* **TASK REQUIREMENTS**: Please give every entry again, exactly as it reads.

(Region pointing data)
——
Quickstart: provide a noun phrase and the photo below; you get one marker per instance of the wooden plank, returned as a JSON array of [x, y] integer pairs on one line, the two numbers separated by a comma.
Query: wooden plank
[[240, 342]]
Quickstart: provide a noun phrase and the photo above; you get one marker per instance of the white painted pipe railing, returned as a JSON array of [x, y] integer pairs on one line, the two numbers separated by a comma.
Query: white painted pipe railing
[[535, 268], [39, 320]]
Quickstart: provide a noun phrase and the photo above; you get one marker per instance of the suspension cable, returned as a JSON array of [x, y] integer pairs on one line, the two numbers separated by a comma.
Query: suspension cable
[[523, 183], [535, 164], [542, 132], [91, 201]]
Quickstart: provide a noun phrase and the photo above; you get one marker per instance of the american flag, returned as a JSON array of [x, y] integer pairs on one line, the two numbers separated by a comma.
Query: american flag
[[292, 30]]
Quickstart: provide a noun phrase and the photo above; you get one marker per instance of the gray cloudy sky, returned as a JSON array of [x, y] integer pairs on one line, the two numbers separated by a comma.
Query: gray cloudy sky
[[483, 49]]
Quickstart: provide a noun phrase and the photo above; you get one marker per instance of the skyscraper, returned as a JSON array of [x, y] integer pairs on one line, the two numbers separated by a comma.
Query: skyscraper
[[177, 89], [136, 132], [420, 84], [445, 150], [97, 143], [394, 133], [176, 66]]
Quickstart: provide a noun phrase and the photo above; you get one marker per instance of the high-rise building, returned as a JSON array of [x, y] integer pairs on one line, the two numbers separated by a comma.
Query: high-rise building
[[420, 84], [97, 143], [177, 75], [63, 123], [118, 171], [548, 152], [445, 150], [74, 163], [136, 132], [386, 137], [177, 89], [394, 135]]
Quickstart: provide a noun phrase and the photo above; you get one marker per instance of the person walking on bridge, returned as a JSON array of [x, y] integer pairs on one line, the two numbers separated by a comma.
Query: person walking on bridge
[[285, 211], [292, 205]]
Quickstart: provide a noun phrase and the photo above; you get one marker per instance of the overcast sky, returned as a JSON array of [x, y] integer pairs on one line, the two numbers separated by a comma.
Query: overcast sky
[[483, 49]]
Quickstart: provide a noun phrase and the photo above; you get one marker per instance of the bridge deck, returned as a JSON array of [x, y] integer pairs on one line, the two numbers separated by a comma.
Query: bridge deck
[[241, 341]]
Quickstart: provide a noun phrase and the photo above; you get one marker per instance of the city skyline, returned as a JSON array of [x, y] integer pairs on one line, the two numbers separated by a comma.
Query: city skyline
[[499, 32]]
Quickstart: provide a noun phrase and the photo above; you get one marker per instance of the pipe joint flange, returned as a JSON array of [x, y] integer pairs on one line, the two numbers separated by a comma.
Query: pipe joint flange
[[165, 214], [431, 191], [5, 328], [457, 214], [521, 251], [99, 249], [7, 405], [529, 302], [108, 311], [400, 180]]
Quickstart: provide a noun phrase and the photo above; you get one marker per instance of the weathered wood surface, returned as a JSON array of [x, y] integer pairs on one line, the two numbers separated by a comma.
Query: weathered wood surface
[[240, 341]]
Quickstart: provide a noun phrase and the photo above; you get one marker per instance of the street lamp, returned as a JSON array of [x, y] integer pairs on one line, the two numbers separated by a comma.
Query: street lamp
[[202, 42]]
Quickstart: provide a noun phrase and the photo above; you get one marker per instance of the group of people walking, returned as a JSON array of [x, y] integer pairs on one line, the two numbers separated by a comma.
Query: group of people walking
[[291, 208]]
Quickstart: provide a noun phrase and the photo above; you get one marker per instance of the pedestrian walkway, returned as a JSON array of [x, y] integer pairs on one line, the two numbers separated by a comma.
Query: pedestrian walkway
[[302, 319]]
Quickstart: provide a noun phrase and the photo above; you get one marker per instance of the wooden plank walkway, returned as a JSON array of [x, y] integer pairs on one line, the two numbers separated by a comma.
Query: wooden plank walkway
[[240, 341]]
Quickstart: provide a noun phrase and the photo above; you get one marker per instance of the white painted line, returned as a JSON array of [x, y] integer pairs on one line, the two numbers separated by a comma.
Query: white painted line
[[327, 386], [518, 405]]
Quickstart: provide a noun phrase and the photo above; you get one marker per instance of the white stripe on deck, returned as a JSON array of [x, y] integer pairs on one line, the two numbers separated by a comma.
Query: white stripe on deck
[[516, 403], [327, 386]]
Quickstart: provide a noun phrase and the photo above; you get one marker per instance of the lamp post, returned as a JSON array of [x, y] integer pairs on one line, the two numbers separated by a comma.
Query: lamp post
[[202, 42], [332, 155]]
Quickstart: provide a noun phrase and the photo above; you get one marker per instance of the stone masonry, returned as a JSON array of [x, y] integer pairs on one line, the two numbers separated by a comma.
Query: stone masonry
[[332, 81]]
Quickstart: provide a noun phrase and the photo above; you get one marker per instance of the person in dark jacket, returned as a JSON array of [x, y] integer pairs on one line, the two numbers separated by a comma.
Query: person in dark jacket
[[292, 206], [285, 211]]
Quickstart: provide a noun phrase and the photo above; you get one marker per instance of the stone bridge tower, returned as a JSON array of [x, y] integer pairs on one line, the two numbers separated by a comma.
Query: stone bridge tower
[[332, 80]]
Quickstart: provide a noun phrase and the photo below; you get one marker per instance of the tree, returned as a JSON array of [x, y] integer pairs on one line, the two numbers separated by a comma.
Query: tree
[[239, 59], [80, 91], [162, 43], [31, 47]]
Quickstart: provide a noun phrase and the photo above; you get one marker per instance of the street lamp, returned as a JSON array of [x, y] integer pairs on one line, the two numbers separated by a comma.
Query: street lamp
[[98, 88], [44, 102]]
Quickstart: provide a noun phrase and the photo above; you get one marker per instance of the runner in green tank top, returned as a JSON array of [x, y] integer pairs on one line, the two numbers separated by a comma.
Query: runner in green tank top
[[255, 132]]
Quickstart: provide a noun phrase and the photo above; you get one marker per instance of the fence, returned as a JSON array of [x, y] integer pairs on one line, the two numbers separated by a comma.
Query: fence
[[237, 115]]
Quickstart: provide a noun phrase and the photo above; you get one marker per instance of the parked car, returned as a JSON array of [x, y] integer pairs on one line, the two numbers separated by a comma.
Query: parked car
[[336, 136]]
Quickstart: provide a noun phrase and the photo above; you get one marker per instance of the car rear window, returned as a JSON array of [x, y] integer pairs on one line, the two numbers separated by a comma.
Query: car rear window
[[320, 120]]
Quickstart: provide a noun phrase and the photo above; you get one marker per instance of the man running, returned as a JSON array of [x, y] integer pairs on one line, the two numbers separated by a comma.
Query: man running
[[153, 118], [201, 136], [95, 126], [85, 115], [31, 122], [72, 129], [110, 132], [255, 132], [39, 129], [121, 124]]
——
* **TASK OUTPUT**:
Quickstart: provide a noun phrase and the photo below; you get one marker per instance of the wooden plank, returned as a JSON array of [x, y] integer pairs on one line, the two numbers separated by a comma.
Query: wooden plank
[[240, 342]]
Quickstart: provide a noun phrase and the photo above; you get one marker per instance of the white painted pipe railing, returned as a JSON array of [x, y] integer pairs on one line, the two numbers separated by a comma.
Query: white painted pipe railing
[[535, 268], [39, 320]]
Quickstart: provide a noun phrase and the photo above; you get one marker per instance of the suspension cable, returned as a JSON array of [x, y] integer pairs on one line, the two numbers separated by a comma.
Query: suspension cable
[[523, 183], [535, 164], [542, 132], [91, 201]]
Quickstart: provide a noun phrase and the photo above; you get one marker per instance of the american flag, returned as a JSON array of [x, y] integer pairs on one line, the two numbers separated by a comma.
Query: american flag
[[292, 30]]
Quickstart: provide a noun phrase and the photo above; you get one marker per instance of the gray cloudy sky, returned as a JSON array of [x, y] integer pairs on one line, the two numbers separated by a comma.
Query: gray cloudy sky
[[483, 49]]
Quickstart: provide a noun phrase and the photo above; you get one marker per instance of the skyscraper, returned as a JSON array of [x, y] integer pairs on one line, the two numbers separated by a comma.
Query: skyscraper
[[177, 89], [136, 132], [420, 84], [445, 150], [97, 143], [394, 133], [176, 66]]
Quickstart: provide a noun phrase and the photo above; you get one marker per instance of the high-rise building, returned as a JSON array of [x, y] integer pairs on one line, the two numbers separated by a comma.
Query: high-rise building
[[420, 84], [97, 143], [177, 75], [63, 123], [118, 171], [548, 152], [445, 150], [74, 163], [136, 132], [386, 137], [177, 89], [394, 135]]
Quickstart: provide a noun phrase and the photo above; you get one marker per instance of the person walking on bridge, returned as a JSON array of [x, y] integer pairs on one line, the two numbers separated by a comma.
Query: person walking on bridge
[[285, 211], [292, 205]]
Quickstart: provide a noun phrase and the photo above; you get one marker per instance of the overcast sky, returned as a JSON array of [x, y] integer pairs on one line, the two numbers separated by a comma.
Query: overcast sky
[[483, 49]]
Quickstart: provide a noun phrase and the photo above; you get one marker per instance of the bridge deck, returned as a JSON array of [x, y] integer pairs on one line, the two numbers separated by a comma.
Query: bridge deck
[[241, 341]]
Quickstart: provide a noun phrase and the photo above; you get one marker per instance of the city skyline, returned as a JSON array of [x, y] integer pairs on one line, the two numbers separated by a comma.
Query: city skyline
[[499, 32]]
Quickstart: provide a noun phrase and the photo above; you get one marker per instance of the pipe joint flange, returned as a JSON array of [x, y] integer pairs on one line, the two numbers separated by a comma.
Query: pipe joint flange
[[165, 214], [431, 191], [5, 328], [457, 214], [521, 251], [99, 249], [7, 405], [529, 302], [108, 311], [400, 180]]
Quickstart: provide a noun phrase and the photo above; you get one marker per instance of the weathered wood surface, returned as a JSON array of [x, y] integer pairs on one line, the two numbers separated by a comma.
Query: weathered wood surface
[[240, 341]]
Quickstart: provide a noun phrase and the photo above; you get one marker per instance of the street lamp, returned as a JSON array of [x, y] integer pairs on one line, the two numbers separated by a comma.
Query: street lamp
[[202, 42]]
Quickstart: provide a noun phrase and the photo above; you get one marker per instance of the group of people walking, returned as a JSON array of [x, y] integer pairs on one line, the two numbers separated by a comma.
Query: group of people walking
[[291, 208]]
Quickstart: provide a noun phrase and the photo above; you get one marker per instance of the pedestrian walkway, returned as a JSON array of [x, y] integer pairs on one line, the two numbers separated by a comma.
Query: pedestrian walkway
[[302, 319]]
Quickstart: provide a noun phrase and the photo above; you get one marker per instance of the wooden plank walkway, returned as a JSON array of [x, y] integer pairs on one line, the two numbers separated by a comma.
Query: wooden plank walkway
[[240, 341]]
Quickstart: provide a noun phrase and the photo above; you get one marker per instance of the white painted line, returned as a JSON array of [x, y] integer pairs on one line, the two numbers separated by a comma.
Query: white painted line
[[327, 386], [518, 405]]
Quickstart: provide a noun phrase and the photo above; you get one marker per instance of the white stripe on deck, returned as a JSON array of [x, y] integer pairs on one line, the two numbers separated by a comma.
Query: white stripe on deck
[[516, 403], [327, 386]]
Quickstart: provide a noun phrase and the photo above; you get one marker per instance of the lamp post, returned as a JSON array of [x, y] integer pairs on one line, the two numbers separated by a comma.
Query: lamp post
[[202, 42], [332, 155]]
Quickstart: provide a noun phrase and the photo above; you get one marker per instance of the stone masonry, returned as a JSON array of [x, y] integer pairs on one line, the two numbers separated by a comma.
Query: stone masonry
[[332, 81]]
Quickstart: provide a noun phrase and the photo above; you get one marker per instance of the person in dark jacket, returned as a JSON array of [x, y] integer pairs on one line, the two numbers separated by a comma.
Query: person in dark jacket
[[292, 206], [285, 211]]
Quickstart: provide a noun phrase and the photo above; you get one marker per instance of the stone bridge tower, returned as a JSON array of [x, y] integer pairs on one line, the two numbers separated by a comma.
Query: stone bridge tower
[[332, 80]]
Quickstart: provide a noun phrase and the photo below; you get one marker per instance of the tree, returned as a JSON array of [x, y] integer pairs on one line, the two numbers separated by a comma.
Query: tree
[[239, 59], [80, 91], [162, 43], [31, 47]]
Quickstart: provide a noun phrase and the photo above; you get one marker per instance of the street lamp, returned as a JSON array of [x, y] integer pairs on one line, the two numbers separated by a comma.
Query: street lamp
[[98, 88], [44, 102]]
Quickstart: provide a noun phrase and the photo above; you get one marker per instance of the runner in green tank top, returned as a JSON array of [x, y] integer pairs on one line, the two numbers separated by a comma.
Query: runner in green tank top
[[255, 132]]
Quickstart: provide a noun phrase and the photo above; you get one marker per instance of the fence, returned as a JSON array of [x, y] integer pairs on one line, the two numbers separated by a comma.
Query: fence
[[237, 115]]
Quickstart: provide a noun phrase and the photo above; you get one marker per instance of the parked car, returned as a JSON array of [x, y] integer pairs on one line, the two numbers separated by a comma.
Query: parked car
[[336, 136]]
Quickstart: provide a noun phrase and the photo above; you get one marker per instance of the car rear window, returned as a JSON array of [x, y] integer pairs on one line, the two numbers separated by a comma.
Query: car rear window
[[320, 120]]
Quickstart: provide a noun phrase and the photo above; you get one marker per instance of the man running, returned as a JSON array of [x, y] integer pairs on one line, the two numbers separated by a comma.
Query: man running
[[153, 118], [201, 136], [95, 126], [85, 115], [31, 122], [72, 129], [110, 132], [255, 132], [39, 129], [121, 124]]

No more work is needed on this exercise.